SET OF TASKS:
**1)** The paper on the Egyptian staging of Antigone says the burying of the dead body works as an intertext with Islam. What reason does it give?
**2)** Extend the paper on the Egyptian staging of Antigone with a few more sentences, picking up after its last one.

The main focus in this paper, as aforementioned, is intertextuality, which is founded deeply in the chorus singing because it holds a lot of meaning and dimensions, Choral Odes shape the moral and religious environment of the performance as well as its interaction with the main figures and helps the transitions between events. The chorus itself functions as an intertextual web, because some of the songs are including Biblical verses and in the Sophocles’ time there was no Christianity. In fact, the Biblical verses are universalizing the theme of sacrificing the soul for humanity. By talking about the intertextual web, we have to mention the role of Antigone because she is voicing women, religion, and voicing the political rights and religious rights as well. On another level, she is voicing women’s rights which means that she is against oppression and against the tyrannical figure represented by her uncle - Creon.
3. Theatrical Techniques
The term “Performance” is very broad and has a lot of dimensions; performance could be defined as the widest, sharpest disc. The whole constellation of events, most of it goes unnoticed, occurring in/between both the performers and the audience from the time the first spectator enters the field of performance - the area where the stage is set - until the time the last spectator leaves. Marvin Carlson points out that the term performance has recently developed “as a central metaphor and critical tool for a bewildering variety of studies, covering almost every aspect of human activity. Performance discourse and its close theoretical partner, ‘performativity’, today dominate critical discourse not only in all manner of cultural studies, but also in business, economics, and technology” . Performance adds different dimensions that sometimes are not focused on in the original text. This section will focus on the different theatrical techniques that were employed in the Egyptian performance, namely, light and sound effects, symbolism, and Brecht’s alienation techniques. Light will also be shed upon the play as an intertext, and the feminist reading of the play.
The use of light, the sound effects, and the songs of the chorus are very significant. The use of dim lights and almost dark stage present the sadness and the conflict among the characters who called for preserving humanity by burying and honoring the dead, and the oppressor character “Creon” who rejects and even suppresses everyone who could support Antigone and her act of burying her brother’s dead body. The point of burying the dead body functions as an intertext with the Islamic religion because in Islam there is a strong call for hurrying up in burying the dead body, so it is an intertext with the Islamic religion in this point and its appeal for the Muslim faith.
In addition to light, the great sound effect of the chorus adds to the sad atmosphere prevailing the whole play. The chorus is composed of girls only who have a magical sound even without music. They bring some songs from the Egyptian culture and “Nubian Folklore”, which are stories of a community passed through the generations by word of mouth, which represent the Egyptian roots and identity. These songs are considered an intertext with the Egyptian traditions and folklore. This idea is stated by Dalia Mansour in her article saying that:
In line with the Egyptian culture and the Nubian folklore that represented the roots and the Egyptian identity, the female Chorus charmingly sings Nubian songs that represent the Egyptian traditions and rituals. These intertexts foster Antigone's humane point of view of burying her brother in the context of the dramatic performance .

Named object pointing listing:
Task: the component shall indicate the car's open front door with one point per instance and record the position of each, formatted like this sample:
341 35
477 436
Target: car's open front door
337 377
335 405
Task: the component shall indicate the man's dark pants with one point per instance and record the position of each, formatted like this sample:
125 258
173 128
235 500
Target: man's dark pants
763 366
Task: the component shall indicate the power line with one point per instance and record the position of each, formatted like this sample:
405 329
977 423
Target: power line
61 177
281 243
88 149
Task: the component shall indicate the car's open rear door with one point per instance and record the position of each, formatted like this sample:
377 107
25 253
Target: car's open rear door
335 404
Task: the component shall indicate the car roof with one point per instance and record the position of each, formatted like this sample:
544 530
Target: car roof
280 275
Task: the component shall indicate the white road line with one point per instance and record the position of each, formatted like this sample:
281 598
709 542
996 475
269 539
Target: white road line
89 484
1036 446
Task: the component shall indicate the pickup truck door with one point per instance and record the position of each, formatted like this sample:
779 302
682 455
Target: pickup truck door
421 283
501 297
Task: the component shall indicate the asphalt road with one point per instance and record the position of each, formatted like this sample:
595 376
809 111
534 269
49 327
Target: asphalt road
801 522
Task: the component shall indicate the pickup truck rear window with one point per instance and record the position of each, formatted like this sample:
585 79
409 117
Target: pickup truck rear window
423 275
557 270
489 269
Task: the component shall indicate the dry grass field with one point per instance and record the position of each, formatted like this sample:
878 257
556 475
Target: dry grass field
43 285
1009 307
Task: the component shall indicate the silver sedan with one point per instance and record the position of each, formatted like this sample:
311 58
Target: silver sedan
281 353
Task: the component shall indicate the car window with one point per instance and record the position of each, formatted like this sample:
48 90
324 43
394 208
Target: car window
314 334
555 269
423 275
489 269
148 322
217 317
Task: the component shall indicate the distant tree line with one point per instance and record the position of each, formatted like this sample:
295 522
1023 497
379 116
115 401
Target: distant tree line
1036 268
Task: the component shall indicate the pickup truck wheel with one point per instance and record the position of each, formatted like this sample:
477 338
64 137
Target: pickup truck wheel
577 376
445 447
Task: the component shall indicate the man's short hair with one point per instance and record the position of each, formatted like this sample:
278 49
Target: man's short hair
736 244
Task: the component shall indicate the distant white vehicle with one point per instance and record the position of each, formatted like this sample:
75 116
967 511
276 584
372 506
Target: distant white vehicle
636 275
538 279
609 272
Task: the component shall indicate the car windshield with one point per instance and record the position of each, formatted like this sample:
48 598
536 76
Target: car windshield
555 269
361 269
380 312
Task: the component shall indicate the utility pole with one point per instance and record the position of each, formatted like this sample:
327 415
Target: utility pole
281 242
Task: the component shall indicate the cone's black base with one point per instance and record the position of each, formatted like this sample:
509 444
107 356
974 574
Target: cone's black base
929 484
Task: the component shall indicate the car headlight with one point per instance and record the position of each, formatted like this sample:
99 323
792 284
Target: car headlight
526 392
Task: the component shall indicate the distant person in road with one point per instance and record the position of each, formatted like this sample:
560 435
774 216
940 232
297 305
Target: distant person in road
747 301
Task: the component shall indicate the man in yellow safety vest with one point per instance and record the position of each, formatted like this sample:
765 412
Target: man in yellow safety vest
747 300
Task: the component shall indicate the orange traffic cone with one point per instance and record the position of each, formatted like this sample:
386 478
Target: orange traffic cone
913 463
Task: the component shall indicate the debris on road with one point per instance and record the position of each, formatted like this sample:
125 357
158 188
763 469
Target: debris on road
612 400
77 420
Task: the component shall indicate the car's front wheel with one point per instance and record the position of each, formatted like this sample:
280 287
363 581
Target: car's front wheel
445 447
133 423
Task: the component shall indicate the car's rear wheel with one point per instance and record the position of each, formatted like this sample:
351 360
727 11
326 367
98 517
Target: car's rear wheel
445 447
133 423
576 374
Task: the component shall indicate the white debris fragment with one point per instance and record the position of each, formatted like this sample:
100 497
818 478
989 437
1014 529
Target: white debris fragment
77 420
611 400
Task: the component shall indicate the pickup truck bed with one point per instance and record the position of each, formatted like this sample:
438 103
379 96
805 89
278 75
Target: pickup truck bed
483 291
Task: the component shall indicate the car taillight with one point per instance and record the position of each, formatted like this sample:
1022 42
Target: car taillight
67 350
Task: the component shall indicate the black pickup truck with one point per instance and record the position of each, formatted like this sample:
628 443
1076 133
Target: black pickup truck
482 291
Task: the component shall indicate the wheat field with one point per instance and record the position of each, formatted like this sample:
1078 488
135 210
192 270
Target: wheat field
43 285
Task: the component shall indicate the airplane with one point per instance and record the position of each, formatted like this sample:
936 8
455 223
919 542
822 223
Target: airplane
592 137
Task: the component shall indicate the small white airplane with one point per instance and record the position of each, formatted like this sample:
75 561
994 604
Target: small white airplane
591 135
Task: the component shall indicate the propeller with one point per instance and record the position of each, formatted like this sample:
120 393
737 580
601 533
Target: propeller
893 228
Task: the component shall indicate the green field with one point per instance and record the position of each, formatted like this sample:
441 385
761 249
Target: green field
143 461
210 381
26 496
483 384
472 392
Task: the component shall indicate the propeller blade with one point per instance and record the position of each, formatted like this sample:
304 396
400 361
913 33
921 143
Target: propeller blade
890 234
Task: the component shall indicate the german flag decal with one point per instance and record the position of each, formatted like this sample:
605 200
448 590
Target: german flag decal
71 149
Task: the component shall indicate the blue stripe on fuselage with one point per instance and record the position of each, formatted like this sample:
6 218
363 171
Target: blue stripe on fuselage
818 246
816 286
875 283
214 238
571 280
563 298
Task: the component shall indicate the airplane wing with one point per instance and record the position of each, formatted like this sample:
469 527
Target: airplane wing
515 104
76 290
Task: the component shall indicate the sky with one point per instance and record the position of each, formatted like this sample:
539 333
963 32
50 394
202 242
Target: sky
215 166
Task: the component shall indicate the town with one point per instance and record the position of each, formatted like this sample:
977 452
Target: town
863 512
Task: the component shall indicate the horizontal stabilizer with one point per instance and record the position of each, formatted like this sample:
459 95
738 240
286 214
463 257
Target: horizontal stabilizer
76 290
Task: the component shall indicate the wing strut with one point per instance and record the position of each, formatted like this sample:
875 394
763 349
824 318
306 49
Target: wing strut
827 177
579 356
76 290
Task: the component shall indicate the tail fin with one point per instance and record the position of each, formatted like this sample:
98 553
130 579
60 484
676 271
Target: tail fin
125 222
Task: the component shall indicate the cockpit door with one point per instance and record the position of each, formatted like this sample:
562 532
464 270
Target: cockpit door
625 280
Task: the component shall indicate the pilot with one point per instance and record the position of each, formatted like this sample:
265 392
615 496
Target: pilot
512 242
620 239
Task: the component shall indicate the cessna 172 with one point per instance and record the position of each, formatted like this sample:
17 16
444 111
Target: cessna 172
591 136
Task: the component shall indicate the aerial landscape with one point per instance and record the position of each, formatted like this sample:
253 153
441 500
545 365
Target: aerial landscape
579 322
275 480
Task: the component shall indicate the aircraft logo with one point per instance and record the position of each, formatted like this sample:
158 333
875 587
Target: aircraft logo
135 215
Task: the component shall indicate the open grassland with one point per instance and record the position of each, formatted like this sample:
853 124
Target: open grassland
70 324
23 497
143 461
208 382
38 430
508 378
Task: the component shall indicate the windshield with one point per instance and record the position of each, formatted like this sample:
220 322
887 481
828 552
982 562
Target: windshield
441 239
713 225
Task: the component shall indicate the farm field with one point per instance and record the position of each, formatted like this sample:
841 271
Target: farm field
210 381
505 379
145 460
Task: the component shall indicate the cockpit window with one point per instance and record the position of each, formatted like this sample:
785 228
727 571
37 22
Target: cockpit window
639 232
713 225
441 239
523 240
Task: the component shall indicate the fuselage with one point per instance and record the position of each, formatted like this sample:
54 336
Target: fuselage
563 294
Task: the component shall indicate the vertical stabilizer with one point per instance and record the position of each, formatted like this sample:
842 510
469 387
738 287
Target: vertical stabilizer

EXERCISE RESULTS:
**1)** The paper says Islam strongly calls for hurrying to bury a dead body. Antigone's push to bury her brother echoes that call, so this point of the play appeals to the Muslim faith.

**2)**
Figure 1. A pyramid of jackets on the stage showing the light effects.
There are some words of the chorus’s songs that are not clearly heard but the sound effect is very sad and we can feel the sadness in their voices; in other times somehow they appear as Biblical verses calling for sacrifice for the sake of salvation and the preservation of humanity from doom, and calling for the importance of applying the laws of the Gods, and that’s Antigone was calling for supporting humanity and rejecting oppression in all its forms. Some countries in the contemporary world practice it by mentioning that we all must obey and apply the law of the state, and that’s what Dalia Mansour mentions in her article:
Unlike the traditional classical chorus, all the characters that act as Chorus were women whose songs embed so many intertexts that reveal many rich dimensions of meaning. For example, one of their choral songs includes some Biblical verses that call for sacrifice for the sake of salvation and saving humanity from damnation. This Biblical intertext implies a necessity of adhering to the gods' laws - the message Antigone was calling for throughout the whole performance .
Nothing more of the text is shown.